Dataset rows =

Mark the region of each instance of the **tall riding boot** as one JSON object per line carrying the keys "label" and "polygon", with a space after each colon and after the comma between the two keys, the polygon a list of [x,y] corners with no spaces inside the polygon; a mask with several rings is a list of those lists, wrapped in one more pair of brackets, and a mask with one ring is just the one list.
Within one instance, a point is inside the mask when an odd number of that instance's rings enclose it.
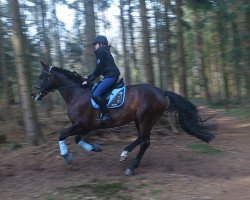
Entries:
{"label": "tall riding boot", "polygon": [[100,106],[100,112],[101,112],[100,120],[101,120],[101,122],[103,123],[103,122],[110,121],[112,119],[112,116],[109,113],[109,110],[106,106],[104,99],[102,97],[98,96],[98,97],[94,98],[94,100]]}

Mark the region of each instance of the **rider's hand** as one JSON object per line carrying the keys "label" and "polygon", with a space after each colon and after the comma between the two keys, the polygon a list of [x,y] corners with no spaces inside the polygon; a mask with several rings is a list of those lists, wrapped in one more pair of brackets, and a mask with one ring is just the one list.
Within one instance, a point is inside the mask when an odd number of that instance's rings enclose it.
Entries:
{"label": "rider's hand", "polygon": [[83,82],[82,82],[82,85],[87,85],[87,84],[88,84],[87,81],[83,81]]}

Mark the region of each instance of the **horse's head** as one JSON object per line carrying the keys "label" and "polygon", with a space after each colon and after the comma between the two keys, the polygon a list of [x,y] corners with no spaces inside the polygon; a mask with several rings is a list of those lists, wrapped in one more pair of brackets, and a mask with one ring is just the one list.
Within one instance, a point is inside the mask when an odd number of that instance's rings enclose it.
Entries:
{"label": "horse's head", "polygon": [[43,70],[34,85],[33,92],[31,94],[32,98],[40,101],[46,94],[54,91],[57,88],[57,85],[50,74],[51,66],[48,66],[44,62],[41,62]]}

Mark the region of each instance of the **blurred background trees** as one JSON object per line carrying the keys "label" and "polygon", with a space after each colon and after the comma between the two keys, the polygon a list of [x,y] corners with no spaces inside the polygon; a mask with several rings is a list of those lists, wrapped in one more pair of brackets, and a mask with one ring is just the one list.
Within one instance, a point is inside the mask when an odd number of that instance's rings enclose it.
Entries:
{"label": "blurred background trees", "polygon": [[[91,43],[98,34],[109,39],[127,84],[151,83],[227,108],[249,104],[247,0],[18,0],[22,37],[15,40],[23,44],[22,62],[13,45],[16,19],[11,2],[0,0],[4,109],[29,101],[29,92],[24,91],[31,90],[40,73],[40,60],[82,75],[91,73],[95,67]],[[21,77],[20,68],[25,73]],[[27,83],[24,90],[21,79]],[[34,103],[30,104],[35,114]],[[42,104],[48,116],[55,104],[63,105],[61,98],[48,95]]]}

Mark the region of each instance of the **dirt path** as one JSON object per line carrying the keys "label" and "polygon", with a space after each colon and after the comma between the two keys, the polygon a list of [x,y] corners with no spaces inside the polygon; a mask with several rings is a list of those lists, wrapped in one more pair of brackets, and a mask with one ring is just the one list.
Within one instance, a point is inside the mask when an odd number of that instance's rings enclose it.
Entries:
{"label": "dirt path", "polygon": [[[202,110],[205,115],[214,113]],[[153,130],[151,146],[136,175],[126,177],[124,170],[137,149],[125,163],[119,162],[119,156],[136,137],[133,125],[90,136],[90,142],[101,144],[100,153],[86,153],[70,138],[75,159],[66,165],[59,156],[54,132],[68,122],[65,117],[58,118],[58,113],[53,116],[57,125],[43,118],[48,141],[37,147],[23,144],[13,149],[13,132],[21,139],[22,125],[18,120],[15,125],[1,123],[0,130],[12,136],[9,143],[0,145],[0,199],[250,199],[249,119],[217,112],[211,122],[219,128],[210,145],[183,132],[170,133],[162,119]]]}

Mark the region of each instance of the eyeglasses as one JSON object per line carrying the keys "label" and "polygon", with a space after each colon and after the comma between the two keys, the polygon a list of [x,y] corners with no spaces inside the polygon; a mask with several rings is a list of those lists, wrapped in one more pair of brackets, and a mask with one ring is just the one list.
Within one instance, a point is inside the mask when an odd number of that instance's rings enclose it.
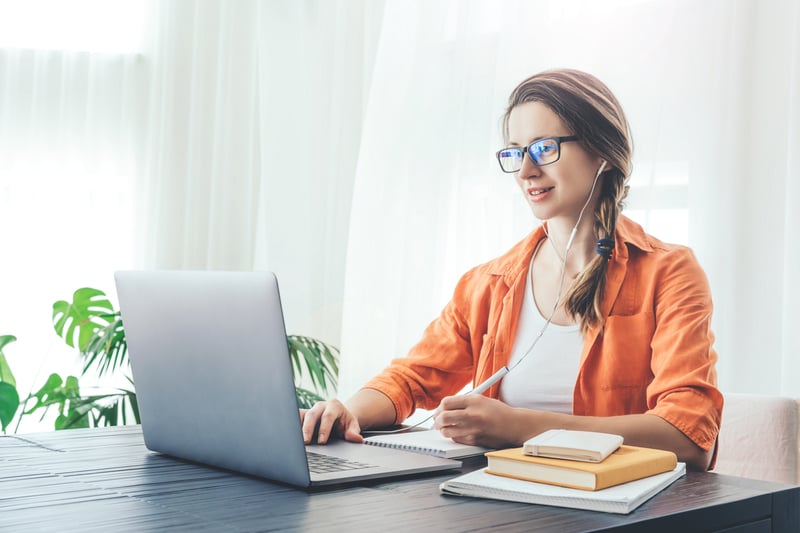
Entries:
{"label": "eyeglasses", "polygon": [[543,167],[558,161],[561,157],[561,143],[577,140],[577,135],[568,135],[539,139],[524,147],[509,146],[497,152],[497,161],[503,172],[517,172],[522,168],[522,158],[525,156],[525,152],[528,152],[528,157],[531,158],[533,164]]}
--
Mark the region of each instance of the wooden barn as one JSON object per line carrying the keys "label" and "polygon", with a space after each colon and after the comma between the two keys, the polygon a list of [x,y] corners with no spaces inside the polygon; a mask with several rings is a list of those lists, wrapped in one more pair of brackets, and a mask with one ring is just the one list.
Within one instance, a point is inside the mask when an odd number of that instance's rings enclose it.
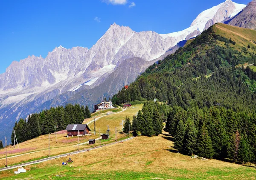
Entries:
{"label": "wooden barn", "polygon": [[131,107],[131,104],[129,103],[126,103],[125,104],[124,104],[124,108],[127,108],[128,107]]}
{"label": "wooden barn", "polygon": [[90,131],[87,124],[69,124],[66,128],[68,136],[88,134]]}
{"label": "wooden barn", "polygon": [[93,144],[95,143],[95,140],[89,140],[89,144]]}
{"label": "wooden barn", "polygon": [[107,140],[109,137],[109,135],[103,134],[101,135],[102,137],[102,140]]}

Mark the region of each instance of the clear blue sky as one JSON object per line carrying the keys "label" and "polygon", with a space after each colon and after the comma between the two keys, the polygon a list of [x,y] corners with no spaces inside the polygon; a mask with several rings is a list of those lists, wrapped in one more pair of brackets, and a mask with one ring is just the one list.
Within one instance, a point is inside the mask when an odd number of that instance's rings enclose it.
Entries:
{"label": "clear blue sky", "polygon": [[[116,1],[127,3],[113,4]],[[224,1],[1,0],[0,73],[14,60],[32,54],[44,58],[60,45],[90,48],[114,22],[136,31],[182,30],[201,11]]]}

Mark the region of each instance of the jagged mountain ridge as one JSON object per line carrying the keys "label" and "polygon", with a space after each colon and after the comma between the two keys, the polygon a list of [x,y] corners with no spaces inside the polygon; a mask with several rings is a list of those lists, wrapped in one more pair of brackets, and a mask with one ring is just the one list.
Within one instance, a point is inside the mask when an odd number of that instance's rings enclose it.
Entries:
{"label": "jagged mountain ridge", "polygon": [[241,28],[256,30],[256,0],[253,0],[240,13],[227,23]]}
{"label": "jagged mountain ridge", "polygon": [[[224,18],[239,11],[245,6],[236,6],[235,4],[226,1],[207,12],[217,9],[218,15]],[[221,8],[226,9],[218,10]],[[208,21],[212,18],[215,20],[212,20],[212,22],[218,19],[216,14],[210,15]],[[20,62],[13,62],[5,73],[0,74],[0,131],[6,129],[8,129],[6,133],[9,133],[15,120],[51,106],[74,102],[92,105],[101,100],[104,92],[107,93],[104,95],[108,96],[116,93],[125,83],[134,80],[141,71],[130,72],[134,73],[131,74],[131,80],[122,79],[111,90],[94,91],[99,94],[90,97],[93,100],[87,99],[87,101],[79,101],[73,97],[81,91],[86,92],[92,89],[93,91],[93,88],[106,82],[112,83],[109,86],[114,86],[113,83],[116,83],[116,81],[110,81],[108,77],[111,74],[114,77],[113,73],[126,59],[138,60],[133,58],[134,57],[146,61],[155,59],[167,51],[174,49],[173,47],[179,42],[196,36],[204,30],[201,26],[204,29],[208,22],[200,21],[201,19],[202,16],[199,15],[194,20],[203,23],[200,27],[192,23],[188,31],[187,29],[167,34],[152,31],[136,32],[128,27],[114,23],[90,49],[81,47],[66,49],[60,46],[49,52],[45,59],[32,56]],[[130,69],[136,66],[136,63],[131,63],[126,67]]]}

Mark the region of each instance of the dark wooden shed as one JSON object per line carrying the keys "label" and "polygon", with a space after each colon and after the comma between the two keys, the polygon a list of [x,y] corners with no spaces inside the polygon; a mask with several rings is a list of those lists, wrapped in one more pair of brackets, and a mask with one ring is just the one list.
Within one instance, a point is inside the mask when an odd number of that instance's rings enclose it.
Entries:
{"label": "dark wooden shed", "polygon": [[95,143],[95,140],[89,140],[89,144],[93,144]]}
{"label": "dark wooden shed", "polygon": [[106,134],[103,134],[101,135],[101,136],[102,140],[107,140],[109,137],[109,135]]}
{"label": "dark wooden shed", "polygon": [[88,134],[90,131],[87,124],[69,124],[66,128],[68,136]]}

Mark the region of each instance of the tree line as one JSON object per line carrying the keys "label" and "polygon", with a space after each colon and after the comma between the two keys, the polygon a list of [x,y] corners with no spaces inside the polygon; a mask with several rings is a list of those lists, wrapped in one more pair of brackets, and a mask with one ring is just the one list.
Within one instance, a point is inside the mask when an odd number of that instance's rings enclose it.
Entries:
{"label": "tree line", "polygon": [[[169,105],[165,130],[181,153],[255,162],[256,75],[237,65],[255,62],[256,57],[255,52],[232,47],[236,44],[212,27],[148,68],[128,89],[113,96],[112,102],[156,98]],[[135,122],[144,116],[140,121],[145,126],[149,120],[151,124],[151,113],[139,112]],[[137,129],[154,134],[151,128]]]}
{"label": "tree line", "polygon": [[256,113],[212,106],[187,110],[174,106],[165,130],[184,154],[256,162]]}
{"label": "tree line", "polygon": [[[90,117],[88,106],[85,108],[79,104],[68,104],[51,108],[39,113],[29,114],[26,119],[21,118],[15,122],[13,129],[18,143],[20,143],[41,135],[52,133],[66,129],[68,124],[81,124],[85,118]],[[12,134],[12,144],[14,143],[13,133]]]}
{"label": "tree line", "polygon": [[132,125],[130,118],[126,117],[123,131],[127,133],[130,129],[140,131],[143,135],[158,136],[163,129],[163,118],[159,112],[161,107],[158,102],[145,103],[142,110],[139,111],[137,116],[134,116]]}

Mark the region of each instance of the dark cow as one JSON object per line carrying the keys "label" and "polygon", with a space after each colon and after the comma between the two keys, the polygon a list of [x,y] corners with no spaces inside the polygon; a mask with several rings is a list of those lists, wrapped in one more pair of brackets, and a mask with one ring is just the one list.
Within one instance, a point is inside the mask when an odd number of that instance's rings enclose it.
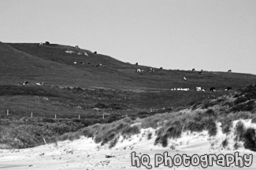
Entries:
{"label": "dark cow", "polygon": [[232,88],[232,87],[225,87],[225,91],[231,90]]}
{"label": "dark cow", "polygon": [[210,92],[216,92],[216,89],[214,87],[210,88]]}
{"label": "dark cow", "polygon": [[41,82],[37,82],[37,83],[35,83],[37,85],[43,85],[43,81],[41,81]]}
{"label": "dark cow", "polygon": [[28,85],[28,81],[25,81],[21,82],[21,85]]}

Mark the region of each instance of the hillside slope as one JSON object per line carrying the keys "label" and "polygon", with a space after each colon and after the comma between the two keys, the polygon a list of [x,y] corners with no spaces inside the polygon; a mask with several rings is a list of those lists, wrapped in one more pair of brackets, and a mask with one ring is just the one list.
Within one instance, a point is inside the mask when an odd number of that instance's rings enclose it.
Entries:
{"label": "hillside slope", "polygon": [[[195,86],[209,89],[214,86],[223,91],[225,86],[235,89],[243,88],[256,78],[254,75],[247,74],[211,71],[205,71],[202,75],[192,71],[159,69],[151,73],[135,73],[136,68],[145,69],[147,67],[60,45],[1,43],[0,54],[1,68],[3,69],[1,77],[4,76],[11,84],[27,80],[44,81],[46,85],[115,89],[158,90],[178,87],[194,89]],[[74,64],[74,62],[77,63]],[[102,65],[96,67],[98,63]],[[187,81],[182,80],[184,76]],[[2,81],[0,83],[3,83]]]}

Stated goal = Count the lines in the material that contain the string "slope", matching case exactly. Reply with the number alone.

Final result = 2